## YOUR INSTRUCTIONS
Continue the review of Emma Donoghue's The Pull of the Stars, starting after its last sentence.

Sunday, July 19, 2020

The Pull of the Stars by Emma Donoghue


Having read the galley for Emma Donoghue's last novel The Wonder, I put in a request for The Pull of the Stars before even reading the synopsis. I was not disappointed.

Donoghue revisits some of the same themes in this novel--an unmarried female nurse embracing scientific methods, women's lives in a repressive society, what we will do for family and love.

Set in 1918 in the middle of the Spanish Flu epidemic, in a Dublin maternity ward where an endless round of pregnant women ill with the flu come and go, the novel is a spine-tingling reminder of our vulnerability.

Donoghue began writing The Pull of the Stars in 2018. How chillingly providential that it would be published the year of the novel cornoavirus covid-19 epidemic.

Today as I write this review, violence and protests have been breaking out across America, demanding a just society.  Donoghue's novel depicts a world crushed by WWI, men broken in body and spirit like ghosts of the people they had once been. Unwed mothers are taken in by organizations that demand repayment through a kind of slave labor, their babies becoming trapped in servitude and subject to abuse.

The myth of progress is challenged by reminders of how little has changed in 100 years. War still crushes, the human body still is attacked by enemies large and small, society remains inequitable, ingrained social prejudices destroy lives.

## INFORMATION SUPPLIED
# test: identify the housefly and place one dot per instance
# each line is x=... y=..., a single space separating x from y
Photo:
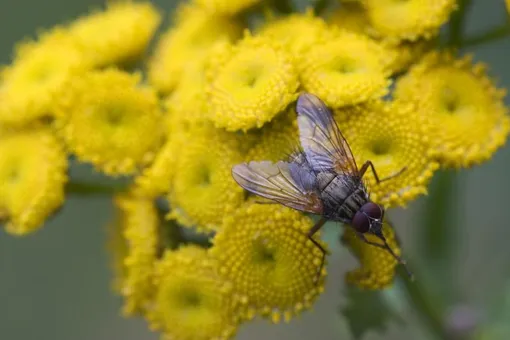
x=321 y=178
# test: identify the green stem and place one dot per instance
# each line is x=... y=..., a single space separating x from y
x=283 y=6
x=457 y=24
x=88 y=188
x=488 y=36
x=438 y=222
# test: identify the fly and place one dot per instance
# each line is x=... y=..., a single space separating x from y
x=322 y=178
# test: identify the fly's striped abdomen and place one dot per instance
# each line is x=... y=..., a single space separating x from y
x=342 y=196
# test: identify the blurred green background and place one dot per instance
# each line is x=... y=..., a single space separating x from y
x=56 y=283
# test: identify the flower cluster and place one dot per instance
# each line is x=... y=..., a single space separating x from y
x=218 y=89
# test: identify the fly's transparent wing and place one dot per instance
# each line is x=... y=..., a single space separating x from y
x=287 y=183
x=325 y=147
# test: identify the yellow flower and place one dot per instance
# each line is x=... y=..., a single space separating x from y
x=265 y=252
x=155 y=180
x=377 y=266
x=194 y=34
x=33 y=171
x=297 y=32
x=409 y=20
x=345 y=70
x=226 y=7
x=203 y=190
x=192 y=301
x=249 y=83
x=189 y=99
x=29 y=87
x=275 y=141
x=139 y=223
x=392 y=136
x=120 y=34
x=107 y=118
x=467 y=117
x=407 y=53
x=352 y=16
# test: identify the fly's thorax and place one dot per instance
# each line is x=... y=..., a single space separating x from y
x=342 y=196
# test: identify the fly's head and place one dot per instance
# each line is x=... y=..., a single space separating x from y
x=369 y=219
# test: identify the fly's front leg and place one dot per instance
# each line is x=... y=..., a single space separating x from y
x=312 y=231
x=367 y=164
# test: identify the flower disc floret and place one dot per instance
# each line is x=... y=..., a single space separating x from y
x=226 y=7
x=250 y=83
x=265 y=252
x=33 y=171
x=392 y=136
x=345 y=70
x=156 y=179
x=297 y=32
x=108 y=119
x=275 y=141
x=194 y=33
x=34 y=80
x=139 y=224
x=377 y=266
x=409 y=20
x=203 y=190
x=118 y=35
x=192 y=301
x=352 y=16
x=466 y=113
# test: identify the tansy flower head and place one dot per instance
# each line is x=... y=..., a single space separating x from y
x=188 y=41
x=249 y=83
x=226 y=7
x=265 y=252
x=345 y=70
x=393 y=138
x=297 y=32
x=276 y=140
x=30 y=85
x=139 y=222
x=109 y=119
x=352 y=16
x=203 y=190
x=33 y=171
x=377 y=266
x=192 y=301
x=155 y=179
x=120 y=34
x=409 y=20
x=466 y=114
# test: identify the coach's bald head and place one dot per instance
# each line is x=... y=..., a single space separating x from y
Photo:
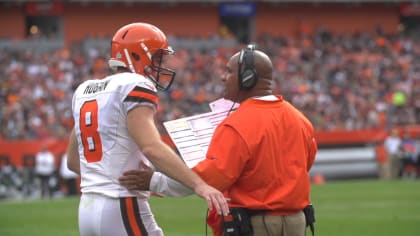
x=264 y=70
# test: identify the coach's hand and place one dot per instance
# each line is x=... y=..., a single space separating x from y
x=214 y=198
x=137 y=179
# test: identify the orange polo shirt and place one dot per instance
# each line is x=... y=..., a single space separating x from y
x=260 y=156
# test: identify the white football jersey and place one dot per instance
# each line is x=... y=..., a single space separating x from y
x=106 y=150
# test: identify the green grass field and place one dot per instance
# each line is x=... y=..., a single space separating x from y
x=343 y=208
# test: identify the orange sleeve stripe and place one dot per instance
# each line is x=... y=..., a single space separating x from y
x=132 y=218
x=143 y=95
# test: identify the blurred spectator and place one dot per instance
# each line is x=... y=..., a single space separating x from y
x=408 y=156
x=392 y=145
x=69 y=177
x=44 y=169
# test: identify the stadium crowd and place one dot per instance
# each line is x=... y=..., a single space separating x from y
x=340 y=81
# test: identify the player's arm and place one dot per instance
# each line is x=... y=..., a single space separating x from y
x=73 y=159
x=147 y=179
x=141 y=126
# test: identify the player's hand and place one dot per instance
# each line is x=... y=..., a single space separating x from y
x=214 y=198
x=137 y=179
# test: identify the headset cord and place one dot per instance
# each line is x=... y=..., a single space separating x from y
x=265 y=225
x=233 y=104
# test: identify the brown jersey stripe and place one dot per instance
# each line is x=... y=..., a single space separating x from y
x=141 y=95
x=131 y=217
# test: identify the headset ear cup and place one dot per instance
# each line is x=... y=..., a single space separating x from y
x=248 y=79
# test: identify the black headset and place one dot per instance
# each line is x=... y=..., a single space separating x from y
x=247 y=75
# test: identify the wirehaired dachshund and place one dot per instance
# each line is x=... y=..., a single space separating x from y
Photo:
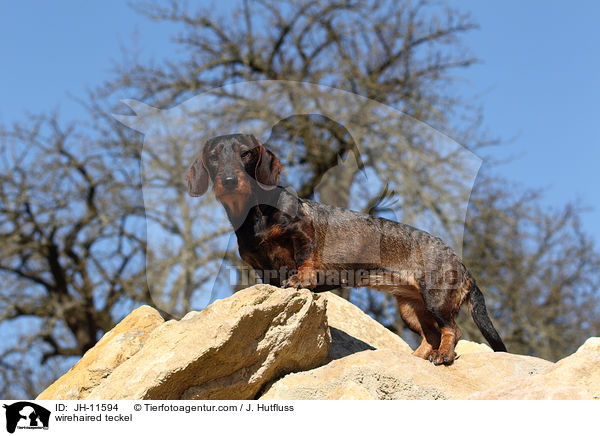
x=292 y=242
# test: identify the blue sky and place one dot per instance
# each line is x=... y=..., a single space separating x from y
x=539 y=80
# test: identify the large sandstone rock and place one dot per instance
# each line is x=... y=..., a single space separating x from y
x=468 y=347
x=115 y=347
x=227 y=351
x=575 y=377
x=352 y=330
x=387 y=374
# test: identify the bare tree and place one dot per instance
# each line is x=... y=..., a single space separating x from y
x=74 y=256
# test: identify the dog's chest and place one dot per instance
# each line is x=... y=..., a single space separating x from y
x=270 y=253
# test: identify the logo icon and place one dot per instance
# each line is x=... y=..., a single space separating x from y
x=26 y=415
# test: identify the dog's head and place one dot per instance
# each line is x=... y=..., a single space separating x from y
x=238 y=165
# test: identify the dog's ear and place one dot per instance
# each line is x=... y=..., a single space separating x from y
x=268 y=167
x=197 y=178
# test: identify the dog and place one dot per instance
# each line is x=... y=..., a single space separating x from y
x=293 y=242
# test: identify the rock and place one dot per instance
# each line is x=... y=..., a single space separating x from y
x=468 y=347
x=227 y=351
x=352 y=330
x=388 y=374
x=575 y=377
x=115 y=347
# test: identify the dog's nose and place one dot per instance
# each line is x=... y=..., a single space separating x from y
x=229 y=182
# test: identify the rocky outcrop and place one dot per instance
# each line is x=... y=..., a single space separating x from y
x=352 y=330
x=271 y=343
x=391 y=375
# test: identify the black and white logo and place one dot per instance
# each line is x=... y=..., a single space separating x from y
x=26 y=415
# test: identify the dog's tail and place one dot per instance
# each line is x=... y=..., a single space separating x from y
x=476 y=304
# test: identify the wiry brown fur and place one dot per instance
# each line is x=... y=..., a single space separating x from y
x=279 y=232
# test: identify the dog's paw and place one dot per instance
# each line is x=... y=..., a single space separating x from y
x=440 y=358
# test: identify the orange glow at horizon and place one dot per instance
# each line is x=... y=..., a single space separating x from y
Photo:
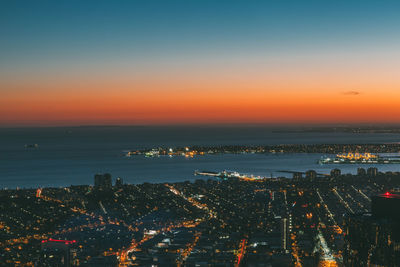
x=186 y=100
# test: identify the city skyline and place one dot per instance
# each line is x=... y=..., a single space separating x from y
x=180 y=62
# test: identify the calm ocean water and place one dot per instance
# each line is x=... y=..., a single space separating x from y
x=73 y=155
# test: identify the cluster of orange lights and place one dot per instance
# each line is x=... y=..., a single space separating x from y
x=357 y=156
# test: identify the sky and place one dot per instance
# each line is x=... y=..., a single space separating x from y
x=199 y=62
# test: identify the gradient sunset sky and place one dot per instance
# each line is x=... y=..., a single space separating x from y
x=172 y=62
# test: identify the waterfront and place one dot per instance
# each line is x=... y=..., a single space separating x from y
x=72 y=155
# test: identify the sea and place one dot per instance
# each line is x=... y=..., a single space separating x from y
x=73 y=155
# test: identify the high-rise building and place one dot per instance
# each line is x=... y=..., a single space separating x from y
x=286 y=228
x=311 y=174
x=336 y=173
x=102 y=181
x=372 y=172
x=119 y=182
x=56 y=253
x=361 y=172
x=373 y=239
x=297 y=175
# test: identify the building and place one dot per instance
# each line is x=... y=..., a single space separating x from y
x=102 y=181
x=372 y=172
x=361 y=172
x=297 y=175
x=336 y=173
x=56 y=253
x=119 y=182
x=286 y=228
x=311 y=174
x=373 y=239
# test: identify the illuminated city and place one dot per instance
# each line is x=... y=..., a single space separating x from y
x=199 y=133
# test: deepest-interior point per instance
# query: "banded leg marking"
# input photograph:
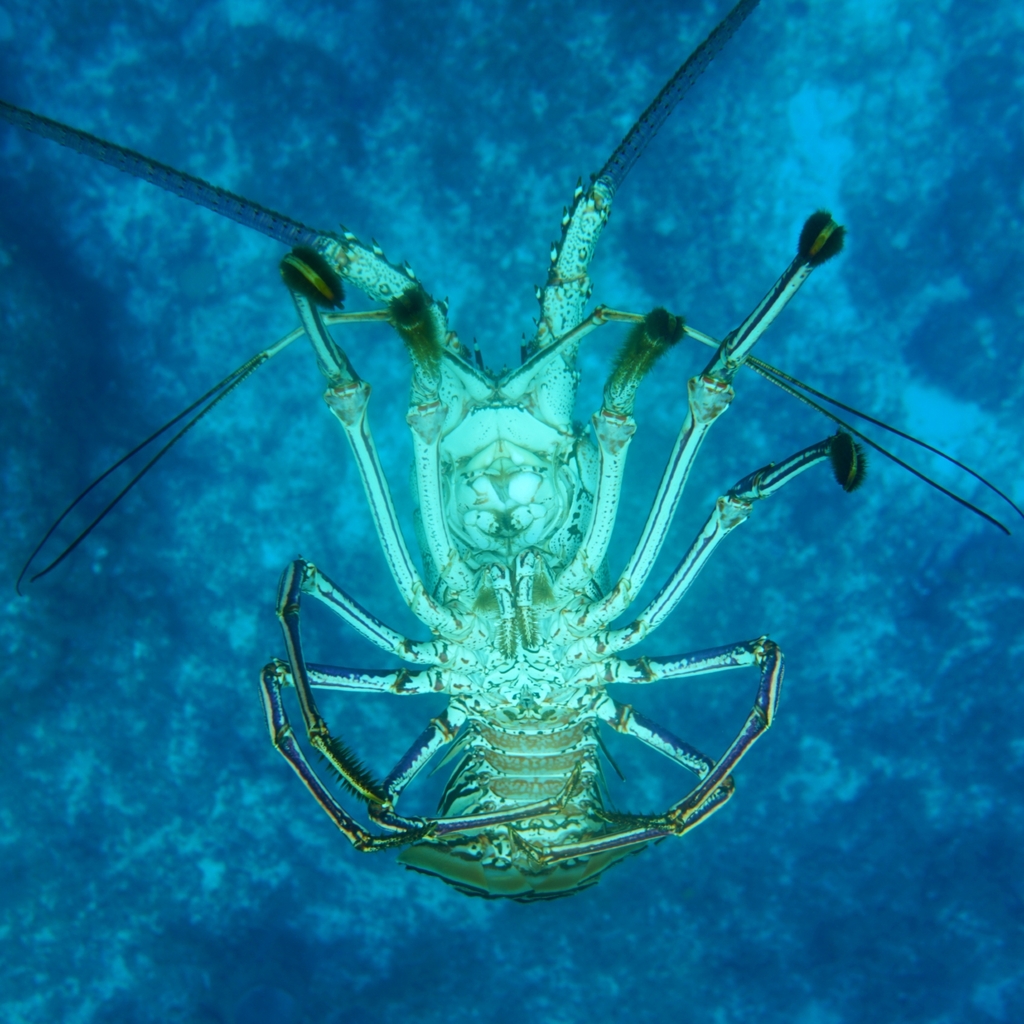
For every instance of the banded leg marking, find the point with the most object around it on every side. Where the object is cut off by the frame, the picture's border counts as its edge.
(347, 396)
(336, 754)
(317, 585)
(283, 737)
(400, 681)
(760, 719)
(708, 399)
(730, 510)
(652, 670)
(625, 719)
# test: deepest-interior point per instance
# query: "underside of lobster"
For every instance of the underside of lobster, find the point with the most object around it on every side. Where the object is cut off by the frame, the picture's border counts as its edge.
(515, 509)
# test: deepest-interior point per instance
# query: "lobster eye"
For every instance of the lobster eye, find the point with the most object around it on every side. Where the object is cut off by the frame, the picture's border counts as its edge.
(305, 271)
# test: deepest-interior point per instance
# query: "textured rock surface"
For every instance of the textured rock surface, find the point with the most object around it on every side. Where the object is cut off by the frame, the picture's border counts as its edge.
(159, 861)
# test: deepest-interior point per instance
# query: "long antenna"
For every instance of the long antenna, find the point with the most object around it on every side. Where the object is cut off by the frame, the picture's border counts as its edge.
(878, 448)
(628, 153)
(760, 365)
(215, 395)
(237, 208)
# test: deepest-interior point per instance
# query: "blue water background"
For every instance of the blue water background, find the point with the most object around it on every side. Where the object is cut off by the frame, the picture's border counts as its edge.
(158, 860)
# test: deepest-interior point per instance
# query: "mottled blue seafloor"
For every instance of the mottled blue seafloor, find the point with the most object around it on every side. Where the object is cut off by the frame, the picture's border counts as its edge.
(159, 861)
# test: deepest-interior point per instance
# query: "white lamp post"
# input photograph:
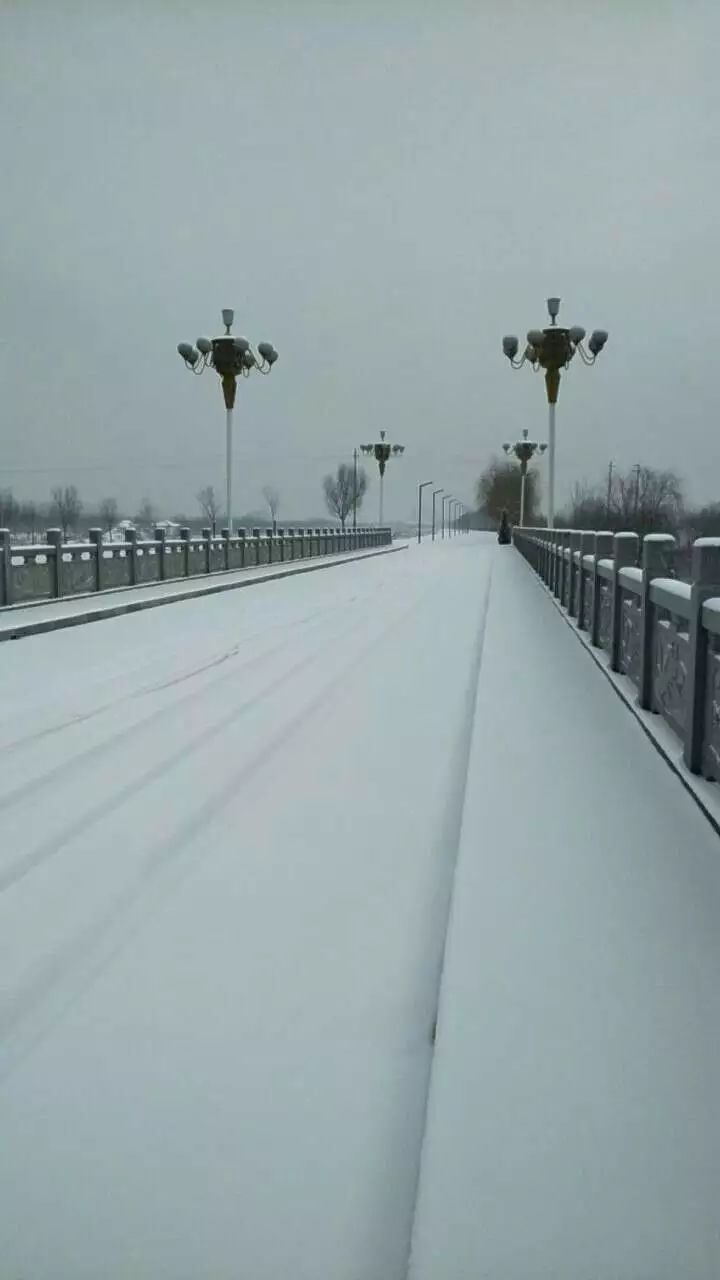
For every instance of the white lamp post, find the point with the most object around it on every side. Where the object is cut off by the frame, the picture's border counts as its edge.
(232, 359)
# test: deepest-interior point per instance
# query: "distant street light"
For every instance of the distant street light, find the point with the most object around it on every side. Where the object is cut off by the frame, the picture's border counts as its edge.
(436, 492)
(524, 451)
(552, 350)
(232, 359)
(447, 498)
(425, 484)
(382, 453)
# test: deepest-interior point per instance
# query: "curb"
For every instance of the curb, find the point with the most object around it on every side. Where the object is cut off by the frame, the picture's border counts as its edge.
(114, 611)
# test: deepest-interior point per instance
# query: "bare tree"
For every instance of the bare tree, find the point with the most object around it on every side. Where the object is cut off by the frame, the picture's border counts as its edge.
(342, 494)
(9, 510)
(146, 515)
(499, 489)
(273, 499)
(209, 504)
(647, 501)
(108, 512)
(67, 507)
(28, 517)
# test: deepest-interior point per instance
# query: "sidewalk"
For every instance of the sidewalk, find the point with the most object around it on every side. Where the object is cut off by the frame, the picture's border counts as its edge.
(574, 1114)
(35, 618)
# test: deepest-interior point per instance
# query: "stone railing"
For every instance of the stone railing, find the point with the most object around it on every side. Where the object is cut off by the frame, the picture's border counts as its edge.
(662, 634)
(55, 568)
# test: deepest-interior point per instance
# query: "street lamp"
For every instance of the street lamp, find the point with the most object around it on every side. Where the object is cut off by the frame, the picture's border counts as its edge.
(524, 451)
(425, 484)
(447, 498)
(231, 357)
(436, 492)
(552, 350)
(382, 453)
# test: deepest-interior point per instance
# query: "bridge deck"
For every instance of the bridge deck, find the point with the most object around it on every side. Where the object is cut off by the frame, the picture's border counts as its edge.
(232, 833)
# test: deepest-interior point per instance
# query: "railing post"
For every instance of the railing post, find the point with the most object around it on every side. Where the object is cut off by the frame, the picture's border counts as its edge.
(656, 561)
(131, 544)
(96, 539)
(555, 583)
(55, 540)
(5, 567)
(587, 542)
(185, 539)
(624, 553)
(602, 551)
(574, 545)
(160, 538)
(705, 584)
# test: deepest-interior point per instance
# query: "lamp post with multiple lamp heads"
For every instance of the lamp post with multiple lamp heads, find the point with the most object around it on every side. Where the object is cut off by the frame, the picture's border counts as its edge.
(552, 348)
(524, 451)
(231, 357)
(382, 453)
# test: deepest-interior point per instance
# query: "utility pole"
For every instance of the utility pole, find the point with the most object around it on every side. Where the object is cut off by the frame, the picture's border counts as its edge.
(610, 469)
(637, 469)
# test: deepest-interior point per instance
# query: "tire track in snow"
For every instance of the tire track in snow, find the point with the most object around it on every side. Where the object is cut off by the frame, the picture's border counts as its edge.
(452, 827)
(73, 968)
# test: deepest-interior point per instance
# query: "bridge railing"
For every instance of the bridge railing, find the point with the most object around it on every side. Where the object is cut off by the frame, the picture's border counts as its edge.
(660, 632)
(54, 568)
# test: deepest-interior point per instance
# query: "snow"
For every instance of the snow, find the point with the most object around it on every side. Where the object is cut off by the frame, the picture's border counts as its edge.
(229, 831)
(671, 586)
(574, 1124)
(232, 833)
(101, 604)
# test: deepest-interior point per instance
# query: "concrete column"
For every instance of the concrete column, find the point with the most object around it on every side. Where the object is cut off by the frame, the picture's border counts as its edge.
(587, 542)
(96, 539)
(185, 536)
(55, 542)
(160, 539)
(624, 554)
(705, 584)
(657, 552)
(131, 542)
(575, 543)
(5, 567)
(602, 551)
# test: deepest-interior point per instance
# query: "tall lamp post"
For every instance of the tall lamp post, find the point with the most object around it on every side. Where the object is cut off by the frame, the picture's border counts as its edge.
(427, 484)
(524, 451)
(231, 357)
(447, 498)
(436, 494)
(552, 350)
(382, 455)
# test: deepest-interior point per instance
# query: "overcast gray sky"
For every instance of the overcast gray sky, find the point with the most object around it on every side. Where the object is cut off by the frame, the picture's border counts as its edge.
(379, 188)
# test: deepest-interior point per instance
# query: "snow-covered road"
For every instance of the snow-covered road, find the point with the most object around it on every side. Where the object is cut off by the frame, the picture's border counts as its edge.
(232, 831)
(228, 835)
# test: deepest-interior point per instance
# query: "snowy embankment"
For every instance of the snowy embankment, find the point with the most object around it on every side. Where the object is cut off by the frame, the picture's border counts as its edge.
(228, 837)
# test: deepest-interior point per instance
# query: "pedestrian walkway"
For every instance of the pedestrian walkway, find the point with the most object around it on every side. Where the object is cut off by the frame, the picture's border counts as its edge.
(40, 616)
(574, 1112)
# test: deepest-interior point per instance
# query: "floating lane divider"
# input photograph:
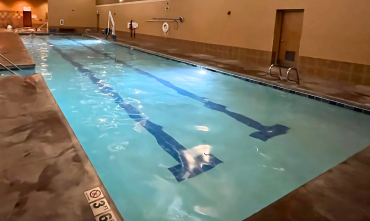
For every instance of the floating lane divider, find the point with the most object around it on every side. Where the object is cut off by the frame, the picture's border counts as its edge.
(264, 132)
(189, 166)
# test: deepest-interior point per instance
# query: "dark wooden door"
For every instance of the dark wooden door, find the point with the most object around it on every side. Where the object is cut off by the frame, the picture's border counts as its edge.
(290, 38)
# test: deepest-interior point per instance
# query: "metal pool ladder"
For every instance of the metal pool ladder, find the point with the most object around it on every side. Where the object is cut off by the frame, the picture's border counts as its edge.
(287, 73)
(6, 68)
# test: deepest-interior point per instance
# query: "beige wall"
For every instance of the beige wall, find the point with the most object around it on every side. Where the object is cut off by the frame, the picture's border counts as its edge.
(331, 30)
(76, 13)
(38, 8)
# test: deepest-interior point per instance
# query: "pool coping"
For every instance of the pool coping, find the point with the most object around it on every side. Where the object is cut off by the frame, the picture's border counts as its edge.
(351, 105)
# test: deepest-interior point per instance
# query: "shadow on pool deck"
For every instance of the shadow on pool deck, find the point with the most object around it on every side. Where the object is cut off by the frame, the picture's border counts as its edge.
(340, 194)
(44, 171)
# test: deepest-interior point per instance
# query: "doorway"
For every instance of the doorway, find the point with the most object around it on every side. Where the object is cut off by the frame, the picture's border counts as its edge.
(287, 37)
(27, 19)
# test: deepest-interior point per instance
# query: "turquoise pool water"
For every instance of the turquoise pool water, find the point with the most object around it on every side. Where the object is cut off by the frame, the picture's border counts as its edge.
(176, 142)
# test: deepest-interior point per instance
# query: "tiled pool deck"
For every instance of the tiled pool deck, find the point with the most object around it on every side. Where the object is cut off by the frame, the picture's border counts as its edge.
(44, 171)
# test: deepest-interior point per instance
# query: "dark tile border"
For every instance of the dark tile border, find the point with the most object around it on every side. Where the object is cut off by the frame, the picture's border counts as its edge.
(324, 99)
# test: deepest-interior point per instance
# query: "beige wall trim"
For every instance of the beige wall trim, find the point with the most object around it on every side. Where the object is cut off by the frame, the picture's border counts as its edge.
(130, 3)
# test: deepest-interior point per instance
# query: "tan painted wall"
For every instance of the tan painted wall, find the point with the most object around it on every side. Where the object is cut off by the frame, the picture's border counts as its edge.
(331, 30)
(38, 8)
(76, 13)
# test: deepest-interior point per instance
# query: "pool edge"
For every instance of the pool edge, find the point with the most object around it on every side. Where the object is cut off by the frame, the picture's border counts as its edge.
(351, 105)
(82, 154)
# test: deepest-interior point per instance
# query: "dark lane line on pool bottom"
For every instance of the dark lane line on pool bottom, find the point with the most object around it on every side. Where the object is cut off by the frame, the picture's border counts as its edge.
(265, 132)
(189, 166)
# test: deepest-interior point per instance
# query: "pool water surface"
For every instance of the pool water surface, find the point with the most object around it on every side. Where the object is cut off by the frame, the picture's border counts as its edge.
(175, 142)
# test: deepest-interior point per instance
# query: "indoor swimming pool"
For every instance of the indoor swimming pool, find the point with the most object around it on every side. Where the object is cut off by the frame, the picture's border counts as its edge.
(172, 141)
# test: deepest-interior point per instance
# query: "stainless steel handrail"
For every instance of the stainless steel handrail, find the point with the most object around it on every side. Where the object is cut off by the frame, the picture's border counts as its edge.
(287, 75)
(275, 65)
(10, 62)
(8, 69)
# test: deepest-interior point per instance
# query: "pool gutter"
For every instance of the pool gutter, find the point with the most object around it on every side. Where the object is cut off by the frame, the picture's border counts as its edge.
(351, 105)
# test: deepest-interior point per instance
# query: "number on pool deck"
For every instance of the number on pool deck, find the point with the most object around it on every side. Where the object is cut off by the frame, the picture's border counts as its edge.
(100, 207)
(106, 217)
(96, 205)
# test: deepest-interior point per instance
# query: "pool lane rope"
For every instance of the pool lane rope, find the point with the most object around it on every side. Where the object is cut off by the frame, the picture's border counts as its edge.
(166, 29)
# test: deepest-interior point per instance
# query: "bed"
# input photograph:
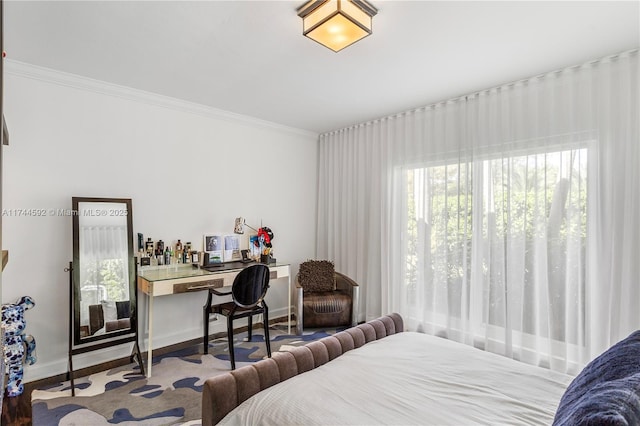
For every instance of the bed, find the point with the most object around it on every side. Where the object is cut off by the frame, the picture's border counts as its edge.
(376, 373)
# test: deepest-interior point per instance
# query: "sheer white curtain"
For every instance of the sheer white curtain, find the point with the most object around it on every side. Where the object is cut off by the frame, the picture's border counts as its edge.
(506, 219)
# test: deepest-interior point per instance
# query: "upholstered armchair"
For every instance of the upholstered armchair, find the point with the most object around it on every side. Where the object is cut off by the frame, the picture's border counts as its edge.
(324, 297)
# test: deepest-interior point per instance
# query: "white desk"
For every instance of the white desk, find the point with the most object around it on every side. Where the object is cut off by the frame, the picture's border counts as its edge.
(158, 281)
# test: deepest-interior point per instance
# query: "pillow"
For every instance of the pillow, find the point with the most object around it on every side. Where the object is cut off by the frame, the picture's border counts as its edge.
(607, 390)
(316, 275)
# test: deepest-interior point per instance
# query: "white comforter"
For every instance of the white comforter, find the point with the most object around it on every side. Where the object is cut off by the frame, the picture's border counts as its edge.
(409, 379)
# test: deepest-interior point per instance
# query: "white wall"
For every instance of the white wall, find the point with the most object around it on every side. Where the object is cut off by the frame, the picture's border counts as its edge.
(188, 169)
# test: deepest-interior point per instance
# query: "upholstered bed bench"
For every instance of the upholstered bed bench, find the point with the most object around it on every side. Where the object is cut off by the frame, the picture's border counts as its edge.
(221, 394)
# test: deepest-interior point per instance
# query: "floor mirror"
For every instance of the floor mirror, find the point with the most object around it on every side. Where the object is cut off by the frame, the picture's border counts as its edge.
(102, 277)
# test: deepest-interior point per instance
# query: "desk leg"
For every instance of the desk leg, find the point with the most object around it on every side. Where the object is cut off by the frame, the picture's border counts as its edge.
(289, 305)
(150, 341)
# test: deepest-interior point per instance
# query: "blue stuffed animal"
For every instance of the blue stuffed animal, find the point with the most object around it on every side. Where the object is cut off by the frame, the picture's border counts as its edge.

## ANSWER BOX
Nurse Julia Powers is dedicated and hard-working, although underpaid and lacking authority. Readers spend several days with Julia at work, the action taking place in a small hospital room of three hospital cots.

This is not a novel for the squeamish. So many things go wrong. In graphic detail, readers endure the female patient’s suffering, the heroic endeavor to save the lives of mother and babies. We learn about their lives, their illness, their deaths.

Every loss is marked by Julia on her silver cased watch, a memorial and reminder to never forget.

This is not a novel to escape, the world too closely reflects what we are dealing with with today's pandemic. Warnings, fake cures, the uncertainty, government endeavoring to play down the threat--nothing has changed.

I finished the novel in two days.

I received a free egalley from the publisher through NetGalley. My review is fair and unbiased.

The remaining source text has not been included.